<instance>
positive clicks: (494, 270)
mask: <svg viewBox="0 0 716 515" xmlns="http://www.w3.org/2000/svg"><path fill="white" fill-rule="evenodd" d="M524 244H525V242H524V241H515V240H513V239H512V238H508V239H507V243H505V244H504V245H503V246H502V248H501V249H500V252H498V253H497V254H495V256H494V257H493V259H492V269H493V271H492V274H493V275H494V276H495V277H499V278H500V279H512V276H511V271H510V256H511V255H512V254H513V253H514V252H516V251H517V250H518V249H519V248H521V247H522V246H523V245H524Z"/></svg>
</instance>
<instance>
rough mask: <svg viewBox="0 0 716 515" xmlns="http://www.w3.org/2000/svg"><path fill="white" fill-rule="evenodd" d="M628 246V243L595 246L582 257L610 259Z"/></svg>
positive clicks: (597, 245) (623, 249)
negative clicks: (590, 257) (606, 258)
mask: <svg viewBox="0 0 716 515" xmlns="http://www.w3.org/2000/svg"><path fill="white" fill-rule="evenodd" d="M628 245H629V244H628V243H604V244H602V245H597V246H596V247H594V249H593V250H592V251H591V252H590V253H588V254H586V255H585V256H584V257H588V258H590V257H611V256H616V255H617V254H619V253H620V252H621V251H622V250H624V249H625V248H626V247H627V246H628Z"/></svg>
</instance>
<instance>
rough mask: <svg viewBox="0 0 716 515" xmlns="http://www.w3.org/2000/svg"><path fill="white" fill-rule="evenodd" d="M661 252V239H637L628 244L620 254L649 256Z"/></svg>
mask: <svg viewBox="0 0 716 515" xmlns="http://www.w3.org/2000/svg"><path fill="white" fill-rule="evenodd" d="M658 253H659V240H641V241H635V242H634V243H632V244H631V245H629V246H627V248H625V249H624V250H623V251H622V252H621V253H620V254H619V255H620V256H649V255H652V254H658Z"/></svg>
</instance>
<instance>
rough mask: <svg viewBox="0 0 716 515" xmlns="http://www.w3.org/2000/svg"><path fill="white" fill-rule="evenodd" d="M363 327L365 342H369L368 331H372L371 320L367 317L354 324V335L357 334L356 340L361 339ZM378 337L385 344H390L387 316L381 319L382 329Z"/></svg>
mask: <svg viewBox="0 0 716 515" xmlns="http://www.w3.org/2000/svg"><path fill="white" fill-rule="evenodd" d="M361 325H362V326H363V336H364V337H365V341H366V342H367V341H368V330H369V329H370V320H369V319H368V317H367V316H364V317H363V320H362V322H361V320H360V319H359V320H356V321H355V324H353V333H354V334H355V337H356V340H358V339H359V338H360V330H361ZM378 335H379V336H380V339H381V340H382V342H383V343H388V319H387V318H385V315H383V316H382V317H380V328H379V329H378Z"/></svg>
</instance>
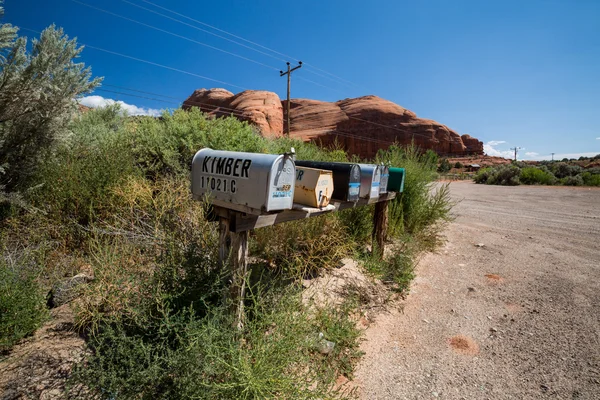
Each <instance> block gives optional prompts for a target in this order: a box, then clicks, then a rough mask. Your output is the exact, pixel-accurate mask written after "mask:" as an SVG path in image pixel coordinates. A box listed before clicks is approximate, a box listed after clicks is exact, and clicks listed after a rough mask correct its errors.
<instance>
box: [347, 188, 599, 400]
mask: <svg viewBox="0 0 600 400" xmlns="http://www.w3.org/2000/svg"><path fill="white" fill-rule="evenodd" d="M451 192H452V196H453V197H454V198H455V199H457V200H460V203H459V204H458V205H457V206H456V207H455V214H456V216H457V218H456V220H455V222H453V223H452V224H451V225H450V226H449V227H448V229H447V232H446V236H447V239H448V241H447V243H446V245H445V246H444V247H443V248H441V249H440V251H439V252H438V254H430V255H427V256H426V257H425V259H424V260H423V261H422V262H421V263H420V265H419V267H418V269H417V276H418V277H417V279H415V281H414V284H413V286H412V289H411V293H410V295H409V296H408V298H407V300H406V301H405V302H404V303H403V304H402V307H400V309H398V308H394V309H391V310H388V311H387V312H385V313H382V314H380V315H378V316H377V318H376V321H375V323H374V324H372V325H371V326H370V327H369V328H368V329H367V331H366V333H365V335H366V340H365V341H364V342H363V345H362V347H363V350H364V351H365V352H366V355H365V357H364V358H363V360H362V362H361V364H360V365H359V367H358V370H357V372H356V377H355V378H356V379H355V383H356V384H358V386H359V388H360V393H361V395H362V398H364V399H429V398H446V399H545V398H549V399H600V190H598V189H587V188H585V189H584V188H565V187H526V186H519V187H498V186H483V185H475V184H473V183H470V182H455V183H452V184H451ZM477 245H483V246H482V247H478V246H477Z"/></svg>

--*--

| DIRECTIONS FOR THIS TASK |
Report every line in the records that contains the string "positive". Treat uppercase and lowercase letters as different.

| ANSWER AREA |
positive clicks: (494, 270)
positive clicks: (597, 245) (623, 249)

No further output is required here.